Esa noche eran una familia pascual, una misma casa. También el Señor, entró en
la Ciudad Santa y fundó para siempre con sus compañeros de camino, con sus
amigos de peregrinación, una misma familia: nosotros somos los de su casa. Por
eso «no se avergüenza de llamarnos hermanos». Como nos ha enseñado el beatísimo
Papa Benedicto, Jesús celebró la Pascua «sin cordero y sin templo, y, sin
embargo, no lo hizo sin cordero ni sin templo. Él mismo era el Cordero
esperado, el verdadero… Y él mismo es el verdadero templo, el templo vivo, en
el que vive Dios, y en el que podemos encontrarnos con Dios y adorarle».
Hermanas y hermanos, la cruz es, entonces, nuestra Jerusalén, Ciudad de Paz, la
casa en que habitamos, nuestra tierra prometida, donde echamos raíces y estamos
crucificados con Cristo: él vive en nosotros y nosotros vivimos de la fe en él.
Porque hemos comido su carne y bebido su sangre, y su vida divina corre en
nuestras vidas como en un templo, como la savia vital corre por la cepa y los
sarmientos de la vid hasta dar frutos de suave fragancia. Por eso el peregrino
de Cirene cargó con la cruz del Señor, como el sarmiento carga con los frutos
de la vid.

•••••

**QUÉ HACER:** Prolonga el pasaje sobre la Pascua de Jesús y la cruz como nuestra Jerusalén, empezando justo después de su última oración.

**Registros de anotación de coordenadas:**
•••••

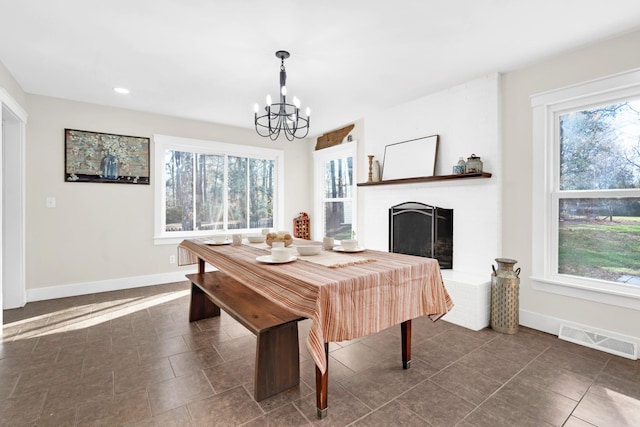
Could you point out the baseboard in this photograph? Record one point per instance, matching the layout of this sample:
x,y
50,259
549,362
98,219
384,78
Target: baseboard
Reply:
x,y
552,326
75,289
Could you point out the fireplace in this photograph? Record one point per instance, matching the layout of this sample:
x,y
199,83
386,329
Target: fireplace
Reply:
x,y
423,230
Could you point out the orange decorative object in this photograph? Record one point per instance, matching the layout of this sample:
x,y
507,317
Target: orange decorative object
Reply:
x,y
302,226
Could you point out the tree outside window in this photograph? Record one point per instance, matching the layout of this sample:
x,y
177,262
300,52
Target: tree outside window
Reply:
x,y
598,192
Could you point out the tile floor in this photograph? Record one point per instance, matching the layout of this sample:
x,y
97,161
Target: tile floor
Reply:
x,y
131,358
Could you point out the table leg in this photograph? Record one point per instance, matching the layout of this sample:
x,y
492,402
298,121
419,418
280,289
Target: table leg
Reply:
x,y
405,330
322,386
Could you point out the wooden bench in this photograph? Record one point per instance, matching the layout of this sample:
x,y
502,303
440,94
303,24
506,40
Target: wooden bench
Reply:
x,y
276,329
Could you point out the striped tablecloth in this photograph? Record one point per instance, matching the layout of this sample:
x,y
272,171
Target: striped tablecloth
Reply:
x,y
343,303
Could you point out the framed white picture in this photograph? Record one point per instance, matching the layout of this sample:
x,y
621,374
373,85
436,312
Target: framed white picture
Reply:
x,y
410,159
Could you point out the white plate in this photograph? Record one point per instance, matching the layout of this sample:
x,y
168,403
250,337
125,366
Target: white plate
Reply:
x,y
268,259
341,249
211,242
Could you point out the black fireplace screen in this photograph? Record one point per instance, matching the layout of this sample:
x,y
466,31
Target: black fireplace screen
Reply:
x,y
423,230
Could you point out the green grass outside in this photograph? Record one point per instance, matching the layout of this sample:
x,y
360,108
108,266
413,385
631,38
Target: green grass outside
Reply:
x,y
600,249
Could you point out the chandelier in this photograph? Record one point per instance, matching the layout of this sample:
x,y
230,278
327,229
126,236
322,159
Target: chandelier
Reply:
x,y
282,117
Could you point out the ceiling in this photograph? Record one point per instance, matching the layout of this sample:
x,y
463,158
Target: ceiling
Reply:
x,y
211,60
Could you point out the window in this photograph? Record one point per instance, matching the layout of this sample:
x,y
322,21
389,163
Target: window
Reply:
x,y
586,196
335,171
206,187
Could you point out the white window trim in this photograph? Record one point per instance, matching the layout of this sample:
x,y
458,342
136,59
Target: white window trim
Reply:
x,y
164,142
546,106
349,149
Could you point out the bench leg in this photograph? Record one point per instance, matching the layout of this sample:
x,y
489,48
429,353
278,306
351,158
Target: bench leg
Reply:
x,y
277,361
405,331
322,386
201,306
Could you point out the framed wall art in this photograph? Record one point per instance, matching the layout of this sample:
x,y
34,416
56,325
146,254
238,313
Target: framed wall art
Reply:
x,y
410,159
104,157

•••••

**RESPUESTA:**
Padrenuestro
Séptima estación
Verónica enjuga el rostro de Jesús
Te adoramos, Cristo, y te bendecimos…
La Escritura dice
que cuando el profeta Elías estaba por salir de este mundo, Eliseo, su
discípulo, quiso acompañarlo hasta el final. Poco antes de que Elías fuera
arrebatado al cielo, el profeta dijo a su discípulo: «Pídeme lo que quieras que
haga por ti antes de ser arrebatado de tu lado». Y Eliseo respondió: «Que tenga
dos partes de tu espíritu». Entonces Elías le dijo: «Si alcanzas a verme cuando
sea llevado de tu lado, lo tendrás; si no, no lo tendrás». Todavía estaban
platicando cuando un carro de fuego con caballos de fuego se interpuso entre ellos
y Elías fue llevado al cielo en un torbellino. Eliseo francamente ya no alcanzó
a verlo. Era tanta la gloria del profeta que lo único que pudo hacer fue
recoger los vestidos de Elías y su manto que se le había caído. Eliseo no vio
al profeta revestido con el fuego de la gloria. Sin embargo recibió su
espíritu. Tal vez porque pudo verlo en el manto que se le había caído. Eliseo
vio a Elías en ese pobre hilacho, donde el profeta se cobijó tantas veces del
frío de su noche oscura, en ese manto donde ocultó su miedo y sus pecados, en
ese trapo que secó el llanto desesperado del profeta.
Algo así sucedió
con Verónica. Una antigua leyenda dice que de entre la muchedumbre se acercó a
Jesús una mujer, Verónica y enjugó el rostro maltratado de Cristo, «sin figura
ni belleza». Entonces el rostro de Cristo se dibujó en el lienzo. Como dice la
Escritura: «Lo vimos sin aspecto atrayente; despreciado y abandonado por los
hombres, varón de dolores y conocedor de dolencias, como uno ante quien se
oculta el rostro... Y con todo, eran nuestras dolencias las que él llevaba y
nuestros dolores los que soportaba». Fíjate bien, en el lienzo de aquella
mujer, el Señor nos dejó su Espíritu como consuelo en toda tribulación. Para
recibirlo, basta mirar en nuestras fatigas, en nuestras dolencias, en nuestro
arrepentimiento, su rostro humilde, el semblante de su pasión, de su amor hasta
el extremo. Esa mujer, Verónica, es la Iglesia, y el lienzo con el rostro de
Cristo sufriente son sus aflicciones y sus pruebas que un día brillarán como
piedras preciosas en un espléndido traje de bodas.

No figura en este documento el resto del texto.